## DATASET

* start *

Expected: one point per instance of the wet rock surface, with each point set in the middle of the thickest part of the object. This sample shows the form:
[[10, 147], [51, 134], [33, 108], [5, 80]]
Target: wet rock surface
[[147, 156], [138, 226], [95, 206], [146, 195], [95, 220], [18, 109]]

* end *
* start *

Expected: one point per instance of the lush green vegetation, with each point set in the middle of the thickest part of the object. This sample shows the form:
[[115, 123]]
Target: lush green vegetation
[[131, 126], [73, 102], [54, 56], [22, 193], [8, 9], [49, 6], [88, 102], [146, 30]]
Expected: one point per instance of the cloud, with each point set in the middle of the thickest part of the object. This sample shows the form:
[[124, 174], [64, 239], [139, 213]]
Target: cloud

* end *

Update the rows that begin at the line containing "Expected: one point per instance of the wet" and end after the line containing "220], [18, 109]]". Replace "wet rock surface" with "slick rock surface", leave everything else unchanged, and return only those lines.

Expected: one point per instance of the slick rock surface, with each point set in the middle of the thickest part of the object. This sample shows the form:
[[10, 147], [51, 134], [33, 108], [5, 80]]
Target: slick rock surface
[[147, 156], [138, 226], [95, 206], [146, 195], [95, 220], [18, 109]]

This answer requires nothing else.